* [What this task involves]: Carry on the passage about Katsuyori Shibata's headbutts from its last sentence.

* [Page excerpt]:
Even before the events of NJPW’s Sakura Genesis event, Katsuyori Shibata was famous for his headbutts. I spent part of my Thanksgiving dinner explaining the bootleg Shibata t-shirt I was wearing to my mom. It’s a shirt featuring Shibata’s pointed stare with a trickle of blood between his eyes, inspired by a notable headbutt he delivered to Katsuhiko Nakajima during a match from late 2016. The solid thunk created by their collision is one of the most unnerving sounds I’ve ever heard.

After that headbutt, a slow leak of blood winds down Shibata’s face and the fourth wall of pro-wrestling vanishes. There’s no time for tricks, or blades, just the harsh and off-putting noise of two skulls colliding, with immediate, vivid, red proof of their impact. In the world of strong style, it’s a moment that stands apart, providing irrefutable proof of Shibata’s toughness, his ability to absorb and inflict punishment at the same time. The headbutt is also a maneuver with a high cost. Concussions are already rampant in pro-wrestling, and their specter has become only more prevalent in the years since the Chris Benoit murders. Chronic traumatic encephalopathy, a disorder caused by repeated concussions, has been linked to mental illness and suicide, among other symptoms. The fear of CTE also played a part in the early retirement of Daniel Bryan.

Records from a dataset
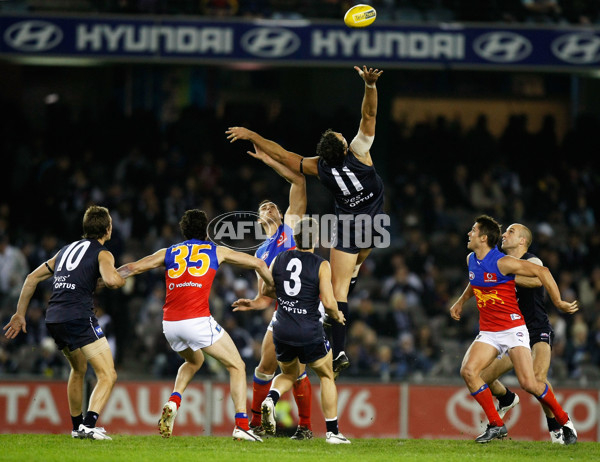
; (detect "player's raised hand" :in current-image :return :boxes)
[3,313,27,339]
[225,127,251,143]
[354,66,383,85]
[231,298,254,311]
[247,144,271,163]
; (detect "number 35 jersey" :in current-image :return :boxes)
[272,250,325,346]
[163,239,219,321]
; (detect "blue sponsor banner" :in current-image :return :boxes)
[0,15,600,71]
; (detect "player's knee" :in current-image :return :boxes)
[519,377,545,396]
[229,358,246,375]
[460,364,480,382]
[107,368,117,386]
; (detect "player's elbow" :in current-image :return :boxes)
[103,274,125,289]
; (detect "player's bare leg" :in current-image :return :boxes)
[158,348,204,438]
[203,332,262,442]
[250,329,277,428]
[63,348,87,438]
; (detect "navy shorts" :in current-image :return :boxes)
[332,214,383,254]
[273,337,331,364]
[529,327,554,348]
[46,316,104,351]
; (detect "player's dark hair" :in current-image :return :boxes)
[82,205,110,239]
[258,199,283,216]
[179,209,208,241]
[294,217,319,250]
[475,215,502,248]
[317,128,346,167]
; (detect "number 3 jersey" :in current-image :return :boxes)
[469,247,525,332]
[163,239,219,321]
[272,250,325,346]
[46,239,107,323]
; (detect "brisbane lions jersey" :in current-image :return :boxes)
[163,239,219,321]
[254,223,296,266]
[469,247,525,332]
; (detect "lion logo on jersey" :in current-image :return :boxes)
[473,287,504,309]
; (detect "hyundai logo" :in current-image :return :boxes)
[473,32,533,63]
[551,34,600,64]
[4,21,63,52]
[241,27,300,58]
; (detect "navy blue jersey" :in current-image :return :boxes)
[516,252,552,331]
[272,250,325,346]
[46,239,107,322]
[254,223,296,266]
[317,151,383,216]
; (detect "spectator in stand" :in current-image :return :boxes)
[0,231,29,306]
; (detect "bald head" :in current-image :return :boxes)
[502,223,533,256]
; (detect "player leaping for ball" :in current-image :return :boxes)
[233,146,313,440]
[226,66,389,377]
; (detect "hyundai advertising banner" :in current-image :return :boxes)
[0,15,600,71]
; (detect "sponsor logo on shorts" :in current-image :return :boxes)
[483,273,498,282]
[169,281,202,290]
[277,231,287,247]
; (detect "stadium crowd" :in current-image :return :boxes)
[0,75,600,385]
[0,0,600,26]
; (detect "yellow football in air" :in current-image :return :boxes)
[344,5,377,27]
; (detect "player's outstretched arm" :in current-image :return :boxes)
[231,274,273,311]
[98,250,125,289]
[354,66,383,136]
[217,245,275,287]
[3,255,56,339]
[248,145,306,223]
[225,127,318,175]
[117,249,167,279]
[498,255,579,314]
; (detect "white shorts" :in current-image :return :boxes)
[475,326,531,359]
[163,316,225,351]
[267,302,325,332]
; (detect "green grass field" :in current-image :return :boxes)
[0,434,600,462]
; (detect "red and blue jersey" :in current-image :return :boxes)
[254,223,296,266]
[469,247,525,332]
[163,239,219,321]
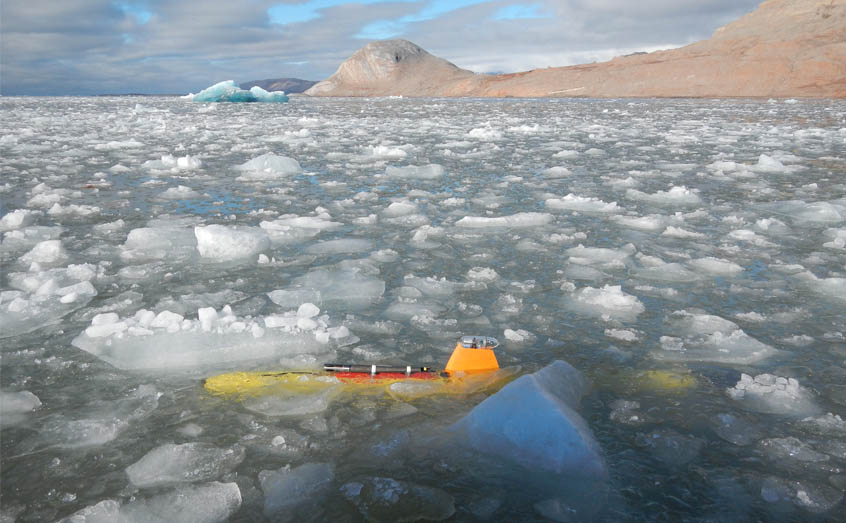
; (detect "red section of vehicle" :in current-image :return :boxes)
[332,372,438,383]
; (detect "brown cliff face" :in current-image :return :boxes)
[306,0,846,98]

* [Exercise output]:
Since 2015, Shibata’s been on a hell of a roll. There was a point where the smart money was on him muddling around in the midcard for the majority of his career, a punishment for abandoning NJPW during an hour of great need, a time when they were struggling to mold new stars. Years later, after his eventual return to NJPW, he had a chance to thrive in the vacuum left by Shinsuke Nakamura and AJ Styles. In their absence, his vicious and hard-hitting style has been highlighted more. His work started to resonate with fans, resulting in an undeniable surge in popularity. This ground-swell of support did not go unnoticed, resulting in a push that culminated with a title shot against Kazuchika Okada at NJPW’s Sakura Genesis event.

In the match, Shibata pulled out all the stops to obtain the IWGP Heavyweight title. After twisting his body to remain upright after a forceful clothesline from Okada, he dragged Okada up, and unveiled a staggeringly potent headbutt. Okada immediately slumped to the ground. Shibata stood tall, and shook the resulting blood and sweat out of his eyes. It’s an indelible moment in one of the greatest recent performances of professional wrestling. Despite Shibata’s best efforts, Okada persevered and retained his title. Afterwards, according to NJPW, Shibata was sent to the hospital and diagnosed with a subdural hematoma, blood pooling between his skull and his brain. He went into surgery immediately. This type of injury is life-threatening.

Shibata should be more familiar with the consequences of head trauma than most, as one of his opponents in the New Lion Cup Tournament in 2000 died from a similar injury. Masakazu Fukuda was injured by an errant flying elbow drop of Shibata’s, suffered a brain hemorrhage, and slipped into a coma. He passed away five days later. Shibata’s hospitalization also comes on the heels of accused domestic abuser Tomoaki Honma’s spinal injury. While there was speculation that Shibata’s injury might be a storyline injury, confluences like these, and additional reporting from Dave Meltzer has nearly conclusively placed this into legitimate territory. Nothing’s 100% in wrestling, but all signs point to this being very serious damage.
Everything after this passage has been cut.